→ Records to process:

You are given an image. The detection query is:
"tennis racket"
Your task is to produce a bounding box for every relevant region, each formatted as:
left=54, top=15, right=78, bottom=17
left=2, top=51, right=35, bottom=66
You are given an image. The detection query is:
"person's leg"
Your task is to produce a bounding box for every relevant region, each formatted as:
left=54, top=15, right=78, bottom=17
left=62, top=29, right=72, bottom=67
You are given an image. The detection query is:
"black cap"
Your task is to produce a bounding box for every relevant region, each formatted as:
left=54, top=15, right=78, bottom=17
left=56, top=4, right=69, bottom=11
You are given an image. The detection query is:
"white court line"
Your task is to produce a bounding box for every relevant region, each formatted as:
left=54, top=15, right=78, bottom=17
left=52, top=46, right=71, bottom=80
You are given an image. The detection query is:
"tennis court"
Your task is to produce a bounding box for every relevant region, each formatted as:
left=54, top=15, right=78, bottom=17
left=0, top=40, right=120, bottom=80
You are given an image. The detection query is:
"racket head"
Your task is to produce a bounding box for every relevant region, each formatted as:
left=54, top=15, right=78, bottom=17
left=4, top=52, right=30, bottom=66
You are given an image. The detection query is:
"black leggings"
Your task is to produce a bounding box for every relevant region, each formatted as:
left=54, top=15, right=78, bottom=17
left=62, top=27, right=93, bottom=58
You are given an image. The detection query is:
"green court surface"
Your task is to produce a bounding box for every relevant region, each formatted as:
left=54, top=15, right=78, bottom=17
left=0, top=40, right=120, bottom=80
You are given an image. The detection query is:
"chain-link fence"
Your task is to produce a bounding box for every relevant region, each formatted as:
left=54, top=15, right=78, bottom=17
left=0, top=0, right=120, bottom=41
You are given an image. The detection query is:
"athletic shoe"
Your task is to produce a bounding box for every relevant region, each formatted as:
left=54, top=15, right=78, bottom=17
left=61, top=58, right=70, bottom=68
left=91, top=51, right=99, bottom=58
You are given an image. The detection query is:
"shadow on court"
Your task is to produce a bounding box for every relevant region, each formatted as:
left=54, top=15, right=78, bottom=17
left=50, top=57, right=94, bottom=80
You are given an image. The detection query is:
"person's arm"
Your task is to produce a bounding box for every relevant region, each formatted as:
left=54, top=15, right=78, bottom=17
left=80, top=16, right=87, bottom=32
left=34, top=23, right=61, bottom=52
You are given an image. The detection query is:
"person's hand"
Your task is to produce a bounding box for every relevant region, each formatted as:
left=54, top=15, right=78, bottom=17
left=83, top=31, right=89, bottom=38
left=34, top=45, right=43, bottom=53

→ Directions: Reproduce each of the entries above word for word, leaving every line unchanged.

→ Expected answer:
You are given an image. The detection query is:
"tennis racket"
Your task is to produce a bounding box for every relevant region, each formatted as:
left=54, top=15, right=78, bottom=17
left=2, top=51, right=35, bottom=66
You are given an image. The detection query is:
"person's leg"
Your task is to produce a bounding box for every relevant region, each formatted as:
left=54, top=15, right=78, bottom=17
left=62, top=29, right=72, bottom=67
You are given an image. The detection query is:
"black cap"
Your task is to produce a bounding box for every relevant region, each formatted as:
left=54, top=15, right=78, bottom=17
left=56, top=4, right=69, bottom=11
You are given an image. The detection query is:
"white court line"
Your task is to produce a bounding box for every relevant region, each formatted as:
left=54, top=15, right=78, bottom=17
left=52, top=46, right=71, bottom=80
You are given an image. The detection query is:
"tennis court"
Your task is to produce a bounding box for every relevant region, each formatted as:
left=54, top=15, right=78, bottom=17
left=0, top=40, right=120, bottom=80
You are given an image. The detection query is:
"racket head"
Your task is to produce a bounding box for every relevant region, each formatted as:
left=54, top=15, right=78, bottom=17
left=4, top=52, right=30, bottom=66
You are given an image. The detection query is:
"black leggings"
Your task is to produce a bounding box for every relevant region, each formatted as:
left=54, top=15, right=78, bottom=17
left=62, top=27, right=93, bottom=58
You are given an image. The detection query is:
"green court surface"
Your task is to produce a bounding box for every relevant region, each formatted as:
left=54, top=15, right=78, bottom=17
left=0, top=40, right=120, bottom=80
You are given an image. The detection query is:
"chain-link fence"
Your task is to produce a bounding box for every relevant region, each formatted as:
left=54, top=15, right=78, bottom=17
left=0, top=0, right=120, bottom=41
You are given an image. The detection query is:
"athletic shoe"
Your task is to produce a bounding box for every relevant region, each formatted as:
left=54, top=15, right=78, bottom=17
left=61, top=58, right=70, bottom=68
left=91, top=51, right=99, bottom=58
You are given an image. The detection query is:
"shadow on court"
Your task is to produce a bounding box for every relevant region, each formatted as:
left=54, top=15, right=78, bottom=17
left=50, top=57, right=94, bottom=80
You are given an image. The detection query is:
"person's arm"
Your task is to produce a bounding box for every relevant region, each formatted as:
left=54, top=15, right=78, bottom=17
left=80, top=16, right=87, bottom=32
left=34, top=23, right=61, bottom=52
You are given an image. The detection query is:
"person's hand"
Your task is to produce a bounding box for every relevant region, each formatted as:
left=54, top=15, right=78, bottom=17
left=83, top=31, right=89, bottom=38
left=34, top=45, right=43, bottom=53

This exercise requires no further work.